▶ _Aim_:
Lay out the lines of the records as a numbered list, from the very first line through the line that contains "[[0, 0, 460, 128]]". Skip blank lines and include nothing past that point.

[start The records]

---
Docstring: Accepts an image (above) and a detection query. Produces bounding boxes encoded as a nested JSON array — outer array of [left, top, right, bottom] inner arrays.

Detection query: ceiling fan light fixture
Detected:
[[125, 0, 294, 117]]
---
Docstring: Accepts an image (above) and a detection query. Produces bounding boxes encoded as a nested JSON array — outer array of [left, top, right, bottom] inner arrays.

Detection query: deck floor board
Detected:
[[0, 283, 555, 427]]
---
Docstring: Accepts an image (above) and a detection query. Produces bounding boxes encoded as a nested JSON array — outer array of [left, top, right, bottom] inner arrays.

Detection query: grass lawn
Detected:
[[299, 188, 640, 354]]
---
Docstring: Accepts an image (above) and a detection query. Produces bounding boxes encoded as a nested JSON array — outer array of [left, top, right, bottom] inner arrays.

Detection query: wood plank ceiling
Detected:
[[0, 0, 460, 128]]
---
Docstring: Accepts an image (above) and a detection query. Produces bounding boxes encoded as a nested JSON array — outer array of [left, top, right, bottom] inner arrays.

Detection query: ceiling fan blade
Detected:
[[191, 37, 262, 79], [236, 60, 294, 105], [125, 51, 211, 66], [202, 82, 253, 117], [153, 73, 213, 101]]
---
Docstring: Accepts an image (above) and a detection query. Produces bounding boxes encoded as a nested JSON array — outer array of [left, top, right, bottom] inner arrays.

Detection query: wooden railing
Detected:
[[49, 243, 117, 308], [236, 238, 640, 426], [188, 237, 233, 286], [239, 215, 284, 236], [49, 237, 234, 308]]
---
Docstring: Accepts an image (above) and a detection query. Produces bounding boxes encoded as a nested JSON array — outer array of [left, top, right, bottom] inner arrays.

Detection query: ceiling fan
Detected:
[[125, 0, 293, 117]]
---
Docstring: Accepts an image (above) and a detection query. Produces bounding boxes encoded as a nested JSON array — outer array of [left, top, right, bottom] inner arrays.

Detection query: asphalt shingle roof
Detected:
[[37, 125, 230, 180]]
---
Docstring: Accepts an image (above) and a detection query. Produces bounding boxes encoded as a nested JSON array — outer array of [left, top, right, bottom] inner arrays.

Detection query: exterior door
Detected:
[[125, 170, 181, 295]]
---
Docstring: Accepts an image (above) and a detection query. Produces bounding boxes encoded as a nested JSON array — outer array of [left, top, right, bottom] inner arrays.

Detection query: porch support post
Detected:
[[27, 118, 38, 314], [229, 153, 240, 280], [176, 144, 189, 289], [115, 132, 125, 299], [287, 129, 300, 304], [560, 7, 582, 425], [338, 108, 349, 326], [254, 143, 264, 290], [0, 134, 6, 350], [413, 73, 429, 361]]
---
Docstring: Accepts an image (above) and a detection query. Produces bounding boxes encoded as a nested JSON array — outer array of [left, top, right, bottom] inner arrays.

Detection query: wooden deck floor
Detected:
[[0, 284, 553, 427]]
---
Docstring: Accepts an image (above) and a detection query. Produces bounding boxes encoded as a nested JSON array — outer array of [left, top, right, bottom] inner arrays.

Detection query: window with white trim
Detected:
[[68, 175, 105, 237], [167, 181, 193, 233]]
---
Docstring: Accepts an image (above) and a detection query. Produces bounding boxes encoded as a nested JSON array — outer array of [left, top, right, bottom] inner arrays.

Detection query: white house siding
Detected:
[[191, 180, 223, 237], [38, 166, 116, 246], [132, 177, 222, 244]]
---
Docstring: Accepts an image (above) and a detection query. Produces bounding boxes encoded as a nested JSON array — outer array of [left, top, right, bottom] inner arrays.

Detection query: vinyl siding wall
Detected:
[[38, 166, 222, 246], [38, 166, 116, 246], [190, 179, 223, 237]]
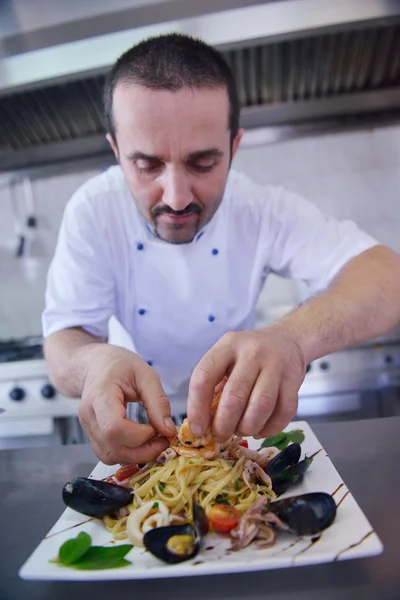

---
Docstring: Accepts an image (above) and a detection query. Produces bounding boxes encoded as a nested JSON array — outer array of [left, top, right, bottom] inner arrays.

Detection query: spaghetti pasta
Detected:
[[104, 455, 276, 543]]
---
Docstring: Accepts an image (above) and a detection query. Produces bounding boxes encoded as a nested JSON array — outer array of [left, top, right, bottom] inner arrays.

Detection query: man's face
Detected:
[[108, 84, 242, 244]]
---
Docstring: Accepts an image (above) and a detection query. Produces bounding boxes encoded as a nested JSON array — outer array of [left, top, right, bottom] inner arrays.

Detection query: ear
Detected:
[[232, 129, 244, 160], [106, 133, 119, 162]]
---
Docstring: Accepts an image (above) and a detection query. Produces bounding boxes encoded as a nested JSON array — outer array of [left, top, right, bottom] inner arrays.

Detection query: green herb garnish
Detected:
[[49, 531, 133, 571], [58, 531, 92, 565], [261, 429, 305, 450]]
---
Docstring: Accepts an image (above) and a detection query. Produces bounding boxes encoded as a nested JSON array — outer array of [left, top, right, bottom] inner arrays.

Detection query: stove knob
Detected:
[[9, 387, 25, 402], [40, 383, 57, 400]]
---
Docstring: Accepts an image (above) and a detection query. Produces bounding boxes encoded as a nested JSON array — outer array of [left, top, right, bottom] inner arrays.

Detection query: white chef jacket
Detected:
[[43, 166, 377, 412]]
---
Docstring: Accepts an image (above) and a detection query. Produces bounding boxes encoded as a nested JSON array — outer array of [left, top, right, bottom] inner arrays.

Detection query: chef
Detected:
[[43, 34, 400, 464]]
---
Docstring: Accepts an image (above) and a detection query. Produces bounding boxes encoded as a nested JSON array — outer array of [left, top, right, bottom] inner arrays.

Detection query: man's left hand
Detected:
[[187, 324, 306, 441]]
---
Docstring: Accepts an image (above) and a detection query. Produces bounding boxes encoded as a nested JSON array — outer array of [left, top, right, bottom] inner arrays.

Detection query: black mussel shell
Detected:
[[193, 502, 210, 538], [143, 524, 201, 565], [264, 442, 301, 479], [63, 477, 132, 518], [143, 502, 209, 565], [269, 492, 336, 535]]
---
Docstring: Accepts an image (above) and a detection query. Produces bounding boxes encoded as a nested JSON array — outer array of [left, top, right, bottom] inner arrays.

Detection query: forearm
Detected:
[[278, 246, 400, 363], [44, 327, 104, 398]]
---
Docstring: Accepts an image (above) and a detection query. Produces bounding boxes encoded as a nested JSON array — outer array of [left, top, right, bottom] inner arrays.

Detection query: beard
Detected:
[[151, 202, 204, 244]]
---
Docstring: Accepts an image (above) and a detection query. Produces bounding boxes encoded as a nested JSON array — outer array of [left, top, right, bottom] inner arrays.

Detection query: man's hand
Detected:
[[188, 324, 306, 441], [79, 344, 176, 465]]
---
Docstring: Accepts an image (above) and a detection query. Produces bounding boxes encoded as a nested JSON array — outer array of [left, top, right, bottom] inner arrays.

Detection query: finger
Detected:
[[135, 367, 176, 437], [257, 381, 298, 438], [237, 365, 281, 436], [187, 341, 234, 435], [92, 384, 156, 448], [212, 360, 259, 442], [84, 404, 169, 465]]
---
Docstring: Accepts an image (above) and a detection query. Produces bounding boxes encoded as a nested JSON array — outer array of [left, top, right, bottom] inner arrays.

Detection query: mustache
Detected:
[[151, 202, 203, 218]]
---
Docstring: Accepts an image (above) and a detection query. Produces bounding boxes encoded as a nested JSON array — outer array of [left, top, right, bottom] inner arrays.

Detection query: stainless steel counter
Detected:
[[0, 417, 400, 600]]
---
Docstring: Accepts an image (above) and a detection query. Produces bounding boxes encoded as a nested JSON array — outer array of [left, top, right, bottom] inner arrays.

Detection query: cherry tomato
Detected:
[[208, 504, 240, 533]]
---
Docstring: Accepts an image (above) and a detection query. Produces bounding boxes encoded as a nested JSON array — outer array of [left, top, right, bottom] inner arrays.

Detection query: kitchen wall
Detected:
[[0, 126, 400, 339]]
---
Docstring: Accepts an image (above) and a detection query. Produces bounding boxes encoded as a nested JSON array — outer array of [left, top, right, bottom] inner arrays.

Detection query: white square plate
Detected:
[[19, 422, 383, 581]]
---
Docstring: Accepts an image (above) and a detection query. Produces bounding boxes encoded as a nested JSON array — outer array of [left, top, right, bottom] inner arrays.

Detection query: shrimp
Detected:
[[170, 377, 228, 460]]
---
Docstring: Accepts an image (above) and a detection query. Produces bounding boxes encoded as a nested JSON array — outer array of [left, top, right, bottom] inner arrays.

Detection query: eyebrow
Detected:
[[127, 148, 224, 162]]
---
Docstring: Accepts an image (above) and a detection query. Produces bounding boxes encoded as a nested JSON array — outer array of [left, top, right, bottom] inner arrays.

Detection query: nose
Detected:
[[163, 168, 193, 210]]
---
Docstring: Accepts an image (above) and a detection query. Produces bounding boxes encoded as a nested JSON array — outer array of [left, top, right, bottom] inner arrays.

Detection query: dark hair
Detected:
[[104, 33, 240, 142]]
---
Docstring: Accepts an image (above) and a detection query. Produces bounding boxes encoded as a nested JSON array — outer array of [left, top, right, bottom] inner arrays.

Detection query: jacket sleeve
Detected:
[[42, 190, 115, 337], [262, 188, 378, 293]]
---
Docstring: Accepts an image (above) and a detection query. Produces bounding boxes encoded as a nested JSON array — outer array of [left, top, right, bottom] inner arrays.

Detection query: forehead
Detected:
[[113, 84, 229, 154]]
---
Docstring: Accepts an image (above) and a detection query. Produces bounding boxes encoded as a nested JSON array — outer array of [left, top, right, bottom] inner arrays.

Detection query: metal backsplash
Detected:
[[0, 22, 400, 171]]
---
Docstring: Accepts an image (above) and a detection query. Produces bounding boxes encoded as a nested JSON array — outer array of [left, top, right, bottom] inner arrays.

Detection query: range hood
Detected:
[[0, 0, 400, 171]]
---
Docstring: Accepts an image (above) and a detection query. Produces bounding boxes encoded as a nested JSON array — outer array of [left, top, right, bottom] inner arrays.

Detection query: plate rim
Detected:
[[18, 420, 384, 581]]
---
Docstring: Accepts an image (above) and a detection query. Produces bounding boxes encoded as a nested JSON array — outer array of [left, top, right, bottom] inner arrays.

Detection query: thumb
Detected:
[[135, 365, 176, 438]]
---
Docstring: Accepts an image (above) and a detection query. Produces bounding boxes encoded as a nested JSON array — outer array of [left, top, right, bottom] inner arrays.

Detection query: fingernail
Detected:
[[190, 423, 203, 435], [164, 417, 176, 432]]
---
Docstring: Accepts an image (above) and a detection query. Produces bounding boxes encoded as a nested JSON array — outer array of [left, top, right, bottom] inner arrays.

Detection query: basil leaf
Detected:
[[286, 429, 305, 444], [71, 544, 133, 571], [58, 531, 92, 565], [215, 494, 229, 504], [261, 431, 286, 448]]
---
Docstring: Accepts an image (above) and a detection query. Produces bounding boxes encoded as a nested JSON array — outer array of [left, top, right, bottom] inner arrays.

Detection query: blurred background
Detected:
[[0, 0, 400, 448]]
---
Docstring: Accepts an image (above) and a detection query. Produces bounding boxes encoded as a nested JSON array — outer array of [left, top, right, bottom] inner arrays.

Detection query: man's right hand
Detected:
[[79, 344, 176, 465]]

[end The records]

▶ _Result below_:
1. ---
2. Docstring: Accepts an image (above) and a detection query. Produces bounding boxes encoded as a nested JSON array — outer array of [left, top, right, bottom] inner arrays.
3. Detection query: ceiling fan light fixture
4. Detected:
5. [[125, 0, 294, 117]]
6. ---
7. Docstring: Accepts an image (above) and a detection query. Produces bounding boxes encoded as a nested JSON array — outer array of [left, top, right, bottom] inner arrays.
8. Detection query: deck floor board
9. Detected:
10. [[0, 283, 555, 427]]
11. ---
12. Docstring: Accepts an image (above) and a detection query. Produces bounding boxes encoded as a nested JSON array — outer array of [left, top, right, bottom] inner arrays.
13. Detection query: grass lawn
14. Detected:
15. [[299, 188, 640, 354]]
16. ---
17. Docstring: Accepts an image (above) and a detection query. Produces bounding boxes encoded as a nested JSON array — outer array of [left, top, right, bottom] inner arrays.
18. Detection query: wood plank ceiling
19. Detected:
20. [[0, 0, 460, 128]]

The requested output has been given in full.